2012-11 sayılı genelge

Mali Danışmanlık - 121-8960

Ankara, 25.04.2012

Özü: İmar Kanununa atıf yapan taahhütnamelerde harç ve damga vergisi hak.

 

G E N E L G E

( 11 )

 

........................ NOTER ODASI BAŞKANLIĞINA

........................ NOTERLİĞİNE

 

1994/48 sayılı genelgemiz kapsamındaki İmar Kanununun 42 nci maddesindeki ceza hükümlerine atıf yapan taahhütnameler yönünden Gelir İdaresine gönderilen 04.07.2011 günlü ve Mali Danışmanlık 376-14872 sayılı yazımızla;

“Bir örneği ekte gönderilen ve Başkanlığınızın 22.03.1994 gün ve 19247 sayılı yazısına istinaden noterliklere gönderilen 1994/48 sayılı genelgemiz ile;

- 3194 sayılı İmar Kanununun 42 nci maddesinde öngörülen cezaların kabulüne dair taahhütnamelerle ilgili noterlik işlemlerinden;

a) Maktu harç alınması,

b) Nispi damga vergisinin ise maddede öngörülen en yüksek ceza tutarından hesaplanarak alınması,

gerektiği bildirilmiştir.

══════

Yapılacak işlemler
1. Aşağıdaki ifadelerin harç ve damga vergisi genelgesiyle uyuşup uyuşmadığını belirtin. Her biri için evet ya da hayır deyin ve genelgedeki belirleyici sözcükleri aynen alıntılayın. (a) Taahhütnamelerle ilgili noterlik işlemlerinden maktu harç alınması gerektiği bildirilmiştir. (b) Nispi damga vergisi, maddede öngörülen en düşük ceza tutarından hesaplanır. (c) 1994/48 sayılı genelge, Başkanlığın 22.03.1994 günlü yazısına istinaden noterliklere gönderilmiştir.
2. Lütfen harç ve damga vergisi genelgesini kaldığı yerden devam ettirin.

══════

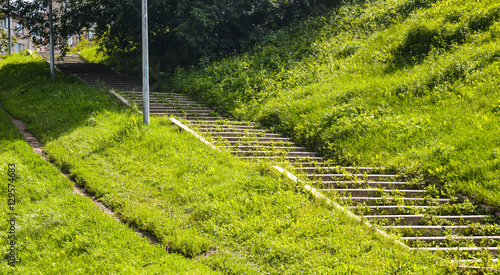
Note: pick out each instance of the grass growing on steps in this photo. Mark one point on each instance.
(409, 84)
(60, 232)
(235, 217)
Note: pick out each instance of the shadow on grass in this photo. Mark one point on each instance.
(56, 107)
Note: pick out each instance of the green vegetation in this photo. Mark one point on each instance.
(60, 232)
(406, 84)
(234, 217)
(89, 51)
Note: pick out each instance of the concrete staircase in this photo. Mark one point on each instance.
(412, 209)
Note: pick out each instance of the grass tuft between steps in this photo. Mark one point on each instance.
(232, 216)
(404, 84)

══════

Görev yanıtları
1.
(a) Evet: “a) Maktu harç alınması,”
(b) Hayır: “maddede öngörülen en yüksek ceza tutarından hesaplanarak alınması”
(c) Evet: “Başkanlığınızın 22.03.1994 gün ve 19247 sayılı yazısına istinaden noterliklere gönderilen 1994/48 sayılı genelgemiz”

2.
Ancak Anayasa Mahkemesinin bu madde ile ilgili olarak aldığı, 05.11.2008 günlü ve 27045 sayılı Resmi Gazete'de yayımlanan örneği ekli iptal kararı sonrasında, bu maddede 5940 sayılı Kanunun 2 nci maddesi ile yapılan değişiklik sonucunda, idari para cezaları muhtelif fiiller itibariyle çeşitlendirilip çoğaltılarak yeniden düzenlenmiştir. (EK:3)

 

Bu durum ise sözü edilen maddeye atfen düzenlenen taahhütnamelerde hangi ceza tutarının esas alınacağı yönünden yaşanan tereddütlerin artmasına yol açmış bulunmaktadır.

Esas itibariyle, 3194 sayılı Kanunun 42 nci maddesine atıf yapılarak düzenlenen taahhütnameler, 492 sayılı Kanunun 42 nci maddesinde belirtilen “kamu idarelerine verilmek üzere ilgili mevzuatla belirlenen kurallara uyulacağına ilişkin olarak düzenlenen taahhütnameler” arasında bulunduğu açık olan söz konusu işlemlerde değer gösterilmesinin zorunlu olmayacağı düşünülmektedir. Kaldı ki düzenlenen taahhütnamelerin, maddenin son şekli itibariyle bu maddede yer alan hangi fiilleri karşıladığını tespit etmek noter açısından imkansız bir durumu ifade etmektedir.

 

Diğer taraftan, yine Başkanlığınızın, 24.01.2007 günlü ve 5193 sayılı yazısına istinaden yayımlanan 2007/12 sayılı genelgemiz ile de Çevre Kanunundaki ceza maddelerine atıf yapan ve değer gerektirmeyen taahhütnamelerden sadece maktu harç alınarak işlem yapılması gerektiği duyurulmuştur.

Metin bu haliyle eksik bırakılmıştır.